YOUR ASSIGNMENT: The line containing "ceiling fan motor" and every line after it through the end of the records: return those exactly, and nothing more.
-- Opening Marker --
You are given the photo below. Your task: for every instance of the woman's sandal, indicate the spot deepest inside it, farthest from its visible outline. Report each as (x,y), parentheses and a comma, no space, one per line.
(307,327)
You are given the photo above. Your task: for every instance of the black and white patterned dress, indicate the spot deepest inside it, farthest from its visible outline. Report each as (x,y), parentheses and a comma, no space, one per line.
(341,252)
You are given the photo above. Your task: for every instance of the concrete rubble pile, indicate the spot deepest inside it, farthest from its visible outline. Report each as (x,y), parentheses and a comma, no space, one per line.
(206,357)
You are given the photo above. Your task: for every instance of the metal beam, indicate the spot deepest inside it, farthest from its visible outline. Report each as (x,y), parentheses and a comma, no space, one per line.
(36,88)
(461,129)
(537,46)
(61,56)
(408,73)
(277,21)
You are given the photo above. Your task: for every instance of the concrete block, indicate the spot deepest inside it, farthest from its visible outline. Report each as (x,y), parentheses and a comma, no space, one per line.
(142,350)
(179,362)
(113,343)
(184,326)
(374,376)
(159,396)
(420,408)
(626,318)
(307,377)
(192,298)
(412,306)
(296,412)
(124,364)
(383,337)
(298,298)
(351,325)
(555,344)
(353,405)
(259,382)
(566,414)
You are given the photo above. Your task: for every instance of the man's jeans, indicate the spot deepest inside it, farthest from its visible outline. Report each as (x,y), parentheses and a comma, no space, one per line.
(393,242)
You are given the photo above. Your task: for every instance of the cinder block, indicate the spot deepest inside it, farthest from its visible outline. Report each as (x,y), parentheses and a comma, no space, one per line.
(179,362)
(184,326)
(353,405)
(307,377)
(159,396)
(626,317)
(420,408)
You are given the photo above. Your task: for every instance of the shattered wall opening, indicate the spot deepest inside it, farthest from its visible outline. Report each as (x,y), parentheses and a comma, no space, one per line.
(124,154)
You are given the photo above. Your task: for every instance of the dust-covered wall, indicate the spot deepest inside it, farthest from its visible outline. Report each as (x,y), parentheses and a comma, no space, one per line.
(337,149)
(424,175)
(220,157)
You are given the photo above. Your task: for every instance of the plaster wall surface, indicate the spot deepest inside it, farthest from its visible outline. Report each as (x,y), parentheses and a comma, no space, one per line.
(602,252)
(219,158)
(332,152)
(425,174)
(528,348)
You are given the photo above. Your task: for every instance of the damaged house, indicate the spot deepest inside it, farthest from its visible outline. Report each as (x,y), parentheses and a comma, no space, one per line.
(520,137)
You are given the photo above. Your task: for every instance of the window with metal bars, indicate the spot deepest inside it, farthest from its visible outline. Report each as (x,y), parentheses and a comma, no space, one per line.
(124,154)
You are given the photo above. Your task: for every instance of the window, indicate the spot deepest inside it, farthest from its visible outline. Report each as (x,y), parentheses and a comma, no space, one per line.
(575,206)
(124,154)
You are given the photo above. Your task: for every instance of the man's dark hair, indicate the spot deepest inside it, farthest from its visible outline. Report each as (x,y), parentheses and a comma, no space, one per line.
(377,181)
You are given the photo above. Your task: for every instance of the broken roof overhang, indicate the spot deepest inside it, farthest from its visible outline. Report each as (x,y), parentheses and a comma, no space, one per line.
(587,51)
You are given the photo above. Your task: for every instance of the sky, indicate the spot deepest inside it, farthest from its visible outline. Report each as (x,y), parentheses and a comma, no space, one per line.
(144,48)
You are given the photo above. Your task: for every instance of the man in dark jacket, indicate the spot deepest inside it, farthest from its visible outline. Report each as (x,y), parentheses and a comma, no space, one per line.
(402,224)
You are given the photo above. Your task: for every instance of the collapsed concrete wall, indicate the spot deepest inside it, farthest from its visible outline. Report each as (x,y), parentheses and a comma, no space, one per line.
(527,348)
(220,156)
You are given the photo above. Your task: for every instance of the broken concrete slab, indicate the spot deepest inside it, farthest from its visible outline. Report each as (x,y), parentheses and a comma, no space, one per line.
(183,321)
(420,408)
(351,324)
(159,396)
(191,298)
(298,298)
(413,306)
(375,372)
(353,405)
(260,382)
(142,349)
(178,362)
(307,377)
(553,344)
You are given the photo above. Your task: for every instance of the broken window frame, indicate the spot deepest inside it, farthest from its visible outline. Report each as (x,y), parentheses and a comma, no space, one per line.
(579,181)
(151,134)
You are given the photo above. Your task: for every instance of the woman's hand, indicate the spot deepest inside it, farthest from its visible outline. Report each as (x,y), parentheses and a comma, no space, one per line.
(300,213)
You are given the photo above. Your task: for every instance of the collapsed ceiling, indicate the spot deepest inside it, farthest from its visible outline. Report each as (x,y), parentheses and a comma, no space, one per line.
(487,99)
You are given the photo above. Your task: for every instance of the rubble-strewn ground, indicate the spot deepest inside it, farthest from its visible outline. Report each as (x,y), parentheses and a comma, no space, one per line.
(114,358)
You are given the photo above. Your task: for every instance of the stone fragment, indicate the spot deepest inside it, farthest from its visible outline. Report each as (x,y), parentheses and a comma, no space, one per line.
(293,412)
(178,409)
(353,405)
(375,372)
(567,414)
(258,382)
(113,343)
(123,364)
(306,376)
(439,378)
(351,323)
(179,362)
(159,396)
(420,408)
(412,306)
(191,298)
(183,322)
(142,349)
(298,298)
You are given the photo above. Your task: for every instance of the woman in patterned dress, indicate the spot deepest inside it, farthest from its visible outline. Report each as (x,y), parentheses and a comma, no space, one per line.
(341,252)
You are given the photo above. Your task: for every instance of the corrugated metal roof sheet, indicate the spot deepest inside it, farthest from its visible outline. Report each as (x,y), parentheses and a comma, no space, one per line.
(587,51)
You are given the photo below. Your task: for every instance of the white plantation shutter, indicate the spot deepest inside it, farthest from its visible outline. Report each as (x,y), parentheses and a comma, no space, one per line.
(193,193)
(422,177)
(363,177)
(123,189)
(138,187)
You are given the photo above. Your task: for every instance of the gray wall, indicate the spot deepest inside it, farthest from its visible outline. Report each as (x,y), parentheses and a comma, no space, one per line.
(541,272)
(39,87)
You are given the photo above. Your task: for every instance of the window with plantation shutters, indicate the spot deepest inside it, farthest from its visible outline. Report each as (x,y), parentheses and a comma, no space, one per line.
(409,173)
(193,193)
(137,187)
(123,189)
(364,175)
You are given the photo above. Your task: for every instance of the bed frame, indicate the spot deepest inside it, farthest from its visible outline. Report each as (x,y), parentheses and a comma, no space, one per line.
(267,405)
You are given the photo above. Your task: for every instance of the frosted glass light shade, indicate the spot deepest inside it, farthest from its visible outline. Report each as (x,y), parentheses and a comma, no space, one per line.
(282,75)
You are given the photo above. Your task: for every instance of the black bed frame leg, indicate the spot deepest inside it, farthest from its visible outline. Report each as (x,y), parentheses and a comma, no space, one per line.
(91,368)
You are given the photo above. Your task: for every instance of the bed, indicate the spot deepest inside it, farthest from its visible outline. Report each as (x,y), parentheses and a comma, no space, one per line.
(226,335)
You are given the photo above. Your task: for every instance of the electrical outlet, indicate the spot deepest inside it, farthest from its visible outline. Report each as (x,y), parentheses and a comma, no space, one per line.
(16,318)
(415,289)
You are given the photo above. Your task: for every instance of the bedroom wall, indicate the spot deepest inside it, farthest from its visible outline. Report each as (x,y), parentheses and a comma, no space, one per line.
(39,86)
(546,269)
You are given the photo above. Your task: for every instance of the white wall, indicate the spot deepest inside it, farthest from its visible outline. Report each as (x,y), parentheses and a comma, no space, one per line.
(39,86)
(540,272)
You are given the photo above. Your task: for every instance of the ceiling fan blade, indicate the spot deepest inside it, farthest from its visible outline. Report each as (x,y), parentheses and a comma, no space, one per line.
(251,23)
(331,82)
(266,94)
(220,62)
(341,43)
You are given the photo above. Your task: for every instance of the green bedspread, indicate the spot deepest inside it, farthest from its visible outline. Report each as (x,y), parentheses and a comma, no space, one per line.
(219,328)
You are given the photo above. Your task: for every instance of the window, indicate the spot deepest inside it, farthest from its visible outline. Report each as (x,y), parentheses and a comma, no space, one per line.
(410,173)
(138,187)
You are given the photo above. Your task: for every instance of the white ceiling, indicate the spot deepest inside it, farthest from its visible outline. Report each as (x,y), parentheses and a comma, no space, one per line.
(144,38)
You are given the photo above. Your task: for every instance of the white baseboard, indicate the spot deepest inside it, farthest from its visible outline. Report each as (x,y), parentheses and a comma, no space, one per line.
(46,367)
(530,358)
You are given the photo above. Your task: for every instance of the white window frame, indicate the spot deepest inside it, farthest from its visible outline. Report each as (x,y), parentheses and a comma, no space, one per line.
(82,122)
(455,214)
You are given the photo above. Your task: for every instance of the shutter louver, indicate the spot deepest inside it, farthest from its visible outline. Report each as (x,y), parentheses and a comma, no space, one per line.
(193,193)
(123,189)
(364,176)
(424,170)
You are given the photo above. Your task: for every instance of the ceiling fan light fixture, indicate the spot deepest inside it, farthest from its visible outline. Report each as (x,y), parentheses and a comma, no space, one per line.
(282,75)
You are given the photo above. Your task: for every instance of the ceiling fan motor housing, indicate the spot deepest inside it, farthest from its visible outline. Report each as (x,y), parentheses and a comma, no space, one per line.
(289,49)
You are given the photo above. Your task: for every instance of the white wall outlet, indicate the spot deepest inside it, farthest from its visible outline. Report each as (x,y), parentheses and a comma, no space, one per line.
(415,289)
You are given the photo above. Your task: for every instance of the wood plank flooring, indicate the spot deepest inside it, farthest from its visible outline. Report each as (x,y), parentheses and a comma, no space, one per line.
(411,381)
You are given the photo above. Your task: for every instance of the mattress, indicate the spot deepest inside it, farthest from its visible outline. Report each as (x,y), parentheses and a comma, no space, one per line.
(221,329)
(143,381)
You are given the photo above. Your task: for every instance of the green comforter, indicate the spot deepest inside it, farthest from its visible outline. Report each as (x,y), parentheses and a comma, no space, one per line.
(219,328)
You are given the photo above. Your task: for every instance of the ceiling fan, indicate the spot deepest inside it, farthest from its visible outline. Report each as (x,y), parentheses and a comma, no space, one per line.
-- Closing Marker --
YOUR RESPONSE:
You are given the photo above. Your task: for every instance of the ceiling fan motor housing, indicate the spot deepest inside it, farthest from its visible outline. Report each as (x,y), parentheses and a comma, no space, one per line.
(289,49)
You are given the photo above. Your task: for every instance of the white wall outlet, indicate the spot deepest inside it, farthest from its visible outline. Report each as (x,y), parentheses and a comma, no space, one per line.
(415,289)
You are given the photo above. Your task: for every instance of the wood plank flooring, indicate the spot deepest inside it, farthest from its visible outline. Report each as (x,y), parentheses and a comma, no space, one per line.
(411,381)
You are given the photo above. Your task: for every instance of the mattress, indicate the spot deepest inside it, farthest from its visible outline. Report each as (x,y), parentheses and a comma, no space, one per line.
(221,329)
(143,381)
You are given the photo above. Your task: for every instance of the green comforter, indicate the spot deepest inside it, farthest from its visible outline. Report each as (x,y), parentheses and a comma, no space, one per line.
(219,328)
You are given the photo above. Your task: for every instance of the ceiling fan, indicate the spot deepest inside it, farthest from its visible outline. Report each as (x,y), parentheses and a comma, no space, one per line.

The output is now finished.